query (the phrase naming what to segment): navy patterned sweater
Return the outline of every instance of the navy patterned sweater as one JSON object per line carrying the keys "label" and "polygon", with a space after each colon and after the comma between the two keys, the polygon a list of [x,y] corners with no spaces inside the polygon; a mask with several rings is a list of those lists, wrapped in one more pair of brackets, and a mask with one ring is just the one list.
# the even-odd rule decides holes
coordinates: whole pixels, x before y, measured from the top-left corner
□ □ □
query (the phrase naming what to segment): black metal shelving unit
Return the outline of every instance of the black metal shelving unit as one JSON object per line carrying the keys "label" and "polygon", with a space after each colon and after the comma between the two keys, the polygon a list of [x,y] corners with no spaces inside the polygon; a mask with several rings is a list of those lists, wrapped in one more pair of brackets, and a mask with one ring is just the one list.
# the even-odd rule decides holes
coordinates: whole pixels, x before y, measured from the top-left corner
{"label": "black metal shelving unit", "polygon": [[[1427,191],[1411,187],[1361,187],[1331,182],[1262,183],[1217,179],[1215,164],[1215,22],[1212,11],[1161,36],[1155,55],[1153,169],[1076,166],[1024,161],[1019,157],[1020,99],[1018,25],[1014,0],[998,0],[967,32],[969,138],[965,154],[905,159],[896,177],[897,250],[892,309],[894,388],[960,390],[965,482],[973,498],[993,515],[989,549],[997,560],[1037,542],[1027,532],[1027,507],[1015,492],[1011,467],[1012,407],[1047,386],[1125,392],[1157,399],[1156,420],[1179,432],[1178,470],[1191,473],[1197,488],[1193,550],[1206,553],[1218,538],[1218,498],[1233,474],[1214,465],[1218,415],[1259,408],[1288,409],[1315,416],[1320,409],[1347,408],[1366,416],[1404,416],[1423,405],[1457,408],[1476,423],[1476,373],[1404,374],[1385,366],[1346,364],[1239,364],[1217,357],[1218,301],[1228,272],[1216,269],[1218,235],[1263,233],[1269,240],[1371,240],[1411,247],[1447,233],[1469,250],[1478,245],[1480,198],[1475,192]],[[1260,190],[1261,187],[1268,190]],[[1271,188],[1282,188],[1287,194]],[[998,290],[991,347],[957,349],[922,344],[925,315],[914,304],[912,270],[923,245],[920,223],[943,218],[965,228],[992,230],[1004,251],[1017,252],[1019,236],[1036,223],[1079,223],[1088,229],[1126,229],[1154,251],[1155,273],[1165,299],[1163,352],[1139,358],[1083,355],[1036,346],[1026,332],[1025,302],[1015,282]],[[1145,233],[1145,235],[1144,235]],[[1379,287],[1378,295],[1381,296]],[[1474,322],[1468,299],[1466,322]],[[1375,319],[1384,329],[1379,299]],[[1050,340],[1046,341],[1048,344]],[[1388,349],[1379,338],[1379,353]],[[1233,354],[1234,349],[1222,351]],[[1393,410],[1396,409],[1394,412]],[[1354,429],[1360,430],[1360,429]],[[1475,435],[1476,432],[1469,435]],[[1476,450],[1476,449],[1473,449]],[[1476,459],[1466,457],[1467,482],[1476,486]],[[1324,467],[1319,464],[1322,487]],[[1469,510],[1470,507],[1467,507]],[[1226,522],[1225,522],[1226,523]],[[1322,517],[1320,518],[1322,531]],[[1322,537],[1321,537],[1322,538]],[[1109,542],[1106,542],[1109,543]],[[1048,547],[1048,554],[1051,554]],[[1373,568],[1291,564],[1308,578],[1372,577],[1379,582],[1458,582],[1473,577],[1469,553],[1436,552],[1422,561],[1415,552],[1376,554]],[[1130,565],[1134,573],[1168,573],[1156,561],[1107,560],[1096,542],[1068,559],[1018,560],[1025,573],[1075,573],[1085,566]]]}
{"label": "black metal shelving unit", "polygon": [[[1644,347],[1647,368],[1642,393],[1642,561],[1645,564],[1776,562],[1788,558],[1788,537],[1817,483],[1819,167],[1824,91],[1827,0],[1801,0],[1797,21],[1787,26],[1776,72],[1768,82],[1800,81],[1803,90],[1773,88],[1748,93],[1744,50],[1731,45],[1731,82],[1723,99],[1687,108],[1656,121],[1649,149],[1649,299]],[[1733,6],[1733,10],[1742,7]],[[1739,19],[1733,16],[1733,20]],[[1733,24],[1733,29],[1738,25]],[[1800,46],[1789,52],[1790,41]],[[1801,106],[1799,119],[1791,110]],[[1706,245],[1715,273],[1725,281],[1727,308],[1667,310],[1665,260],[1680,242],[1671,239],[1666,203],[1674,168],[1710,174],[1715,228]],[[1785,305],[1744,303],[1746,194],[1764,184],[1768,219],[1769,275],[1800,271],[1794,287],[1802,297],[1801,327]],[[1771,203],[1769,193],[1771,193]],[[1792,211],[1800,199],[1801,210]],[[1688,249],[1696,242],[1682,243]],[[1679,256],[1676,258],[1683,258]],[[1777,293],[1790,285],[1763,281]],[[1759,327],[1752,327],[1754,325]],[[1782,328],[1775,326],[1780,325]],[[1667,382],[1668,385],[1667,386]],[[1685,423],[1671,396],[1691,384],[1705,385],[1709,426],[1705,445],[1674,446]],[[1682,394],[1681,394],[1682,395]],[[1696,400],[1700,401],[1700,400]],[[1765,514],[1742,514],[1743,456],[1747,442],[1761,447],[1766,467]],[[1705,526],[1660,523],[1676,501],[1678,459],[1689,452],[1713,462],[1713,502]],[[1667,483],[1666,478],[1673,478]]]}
□ □ □
What you are asked to do: Gather each line from the entries above that includes the word "naming".

Response for this exercise:
query (the phrase naming what to segment): navy patterned sweater
query (the phrase naming what to segment): black metal shelving unit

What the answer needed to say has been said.